(Reading text Opens)

U.S. senators debated late into the night Friday on a massive economic-recovery package, after a coalition of Democrats and some Republicans reached a compromise that trimmed billions in spending from an earlier version.
Close to midnight Senate Majority Leader Harry Reid told his colleagues that debate would continue on Saturday and go into Monday. Reid said a vote could come on Tuesday on the plan, which is championed by President Barack Obama as a tonic for a badly battered economy.
The movement came after days of private meetings between centrist Democrats and Republicans -- who felt the price tag on the Senate's nearly $900 billion version of the package was too much.
"There is a winner tonight," said Sen. Joe Lieberman, an Independent from Connecticut and one of the moderates whose support was crucial in efforts to corral enough votes for the plan. "It's the American people and they deserve it."
Senators had trimmed the plan to $827 billion in tax cuts and spending on infrastructure, housing and other programs that would create or save jobs.
"We trimmed the fat, fried the bacon and milked the sacred cows," said Sen. Ben Nelson, a Democrat, as debate began.
According to several senators, the revised version of the plan axed money for school construction and nearly $90 million for fighting pandemic flu, among other things.
The remaining spending includes more than $76 billion for education -- including college Pell grants and help for states struggling to pay for their schools -- $43 billion in transportation infrastructure and more than $3 billion for job training, according to the office of a senator involved in negotiations.
Tax cuts include incentives for small businesses, a one-year fix of the unpopular alternative-minimum tax and tax cuts for low-and-middle-income families, said Sen. Susan Collins of Maine, who was the most prominent Republican negotiator in the bipartisan talks.
"Our country faces a grave economic crisis and the American people want us to work together," she said. "They don't want to see us dividing along partisan lines on the most serious crisis facing our country."

(Reading text Closes)
(Listed entries Opens)

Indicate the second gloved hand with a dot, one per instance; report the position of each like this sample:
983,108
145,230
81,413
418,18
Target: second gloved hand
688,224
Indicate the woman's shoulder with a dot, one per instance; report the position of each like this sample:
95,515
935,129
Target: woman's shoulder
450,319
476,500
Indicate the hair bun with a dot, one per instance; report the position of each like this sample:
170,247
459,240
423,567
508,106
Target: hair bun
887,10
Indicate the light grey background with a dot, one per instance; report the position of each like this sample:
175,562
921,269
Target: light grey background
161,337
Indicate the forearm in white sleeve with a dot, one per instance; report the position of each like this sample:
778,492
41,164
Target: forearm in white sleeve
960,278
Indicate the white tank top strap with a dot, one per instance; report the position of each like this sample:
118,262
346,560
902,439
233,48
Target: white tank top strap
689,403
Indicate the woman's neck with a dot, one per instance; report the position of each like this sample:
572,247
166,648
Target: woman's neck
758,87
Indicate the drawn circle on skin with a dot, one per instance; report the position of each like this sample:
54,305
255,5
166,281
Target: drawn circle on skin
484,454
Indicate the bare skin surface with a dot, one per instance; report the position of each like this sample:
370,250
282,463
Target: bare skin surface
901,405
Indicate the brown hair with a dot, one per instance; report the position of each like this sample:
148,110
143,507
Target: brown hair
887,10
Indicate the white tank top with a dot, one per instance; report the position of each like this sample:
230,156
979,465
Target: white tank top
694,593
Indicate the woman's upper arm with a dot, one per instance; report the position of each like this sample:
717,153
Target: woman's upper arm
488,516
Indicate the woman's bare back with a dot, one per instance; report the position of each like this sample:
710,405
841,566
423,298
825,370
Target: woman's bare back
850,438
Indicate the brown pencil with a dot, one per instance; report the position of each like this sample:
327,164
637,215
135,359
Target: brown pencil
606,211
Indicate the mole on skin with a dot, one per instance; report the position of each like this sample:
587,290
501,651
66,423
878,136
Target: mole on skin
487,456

(Listed entries Closes)

-- Problems to work on --
(A) According to the report on the Senate recovery package, why did centrist Democrats and Republicans work to cut the Senate's version of the plan? Answer in one to three sentences.
(B) Using the report on the Senate recovery package, say whether each statement agrees with it: (i) Reid said a vote on the plan could come on Tuesday. (ii) The revised plan kept the money for school construction. (iii) Susan Collins was a Democratic negotiator in the talks. Give yes or no for each, quoting the words of the report that settle it.
(C) Carry on the report on the Senate recovery package, picking up after Collins's quoted remarks.
The tasks can be done without the records.

-- Activity answers --
(A) They felt the price tag on the Senate's nearly $900 billion version was too much. After days of private meetings, senators trimmed the plan to $827 billion.

(B)
(i) Yes: "Reid said a vote could come on Tuesday on the plan"
(ii) No: "the revised version of the plan axed money for school construction"
(iii) No: "who was the most prominent Republican negotiator in the bipartisan talks"

(C)
Putting more pressure on senators to act was news Friday that employers slashed another 598,000 jobs off U.S. payrolls in January, pushing the unemployment rate to 7.6 percent.
"On the day when we learned 3.6 million people have lost their jobs since this recession began, we are pleased the process is moving forward and we are closer to getting Americans a plan to create millions of jobs and get people back to work," said White House Press Secretary Robert Gibbs.
All or nearly all Democrats are expected to support the package. But 60 votes are needed in the 100-member Senate to bring the issue up for a vote.
There are 56 Democrats in the Senate and two independents who caucus with them. Results from Minnesota's senate election -- in which Democrat Al Franken appears to hold a 200-vote lead -- have not been certified amid court challenges.
Democratic Sen. Ted Kennedy, of Massachusetts, was expected to be at the Capitol to vote on the plan, Capitol Hill sources said. Kennedy, who has been diagnosed with brain cancer, has not been on the Senate floor since collapsing during a luncheon on Inauguration Day.
"I always need Senator Kennedy," Reid said when asked if the vote needed to be held off until the liberal icon could be present.
The Senate began considering amendments to the plan shortly before 10 p.m. Friday.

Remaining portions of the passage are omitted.